WHAT TO DO -> Begin at the line that contains "When queried with" and reproduce it along with every line after it to the end of the listing; skip any pictures.

MATERIALS PROVIDED ->
---+---
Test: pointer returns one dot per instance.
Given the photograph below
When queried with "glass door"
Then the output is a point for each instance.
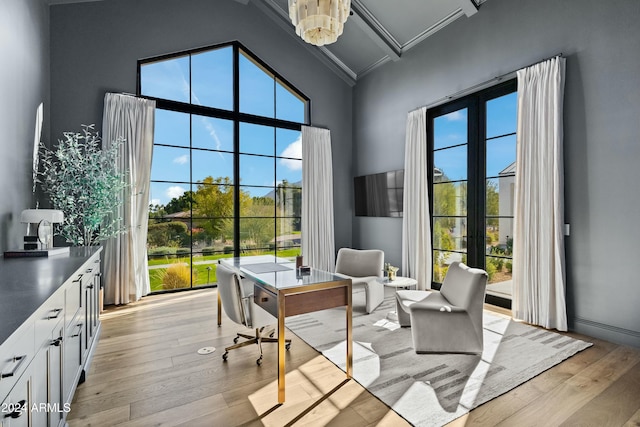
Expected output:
---+---
RESPONSE TO THIS TASK ->
When queried with "glass door"
Then the output is a point for each instance.
Expected output:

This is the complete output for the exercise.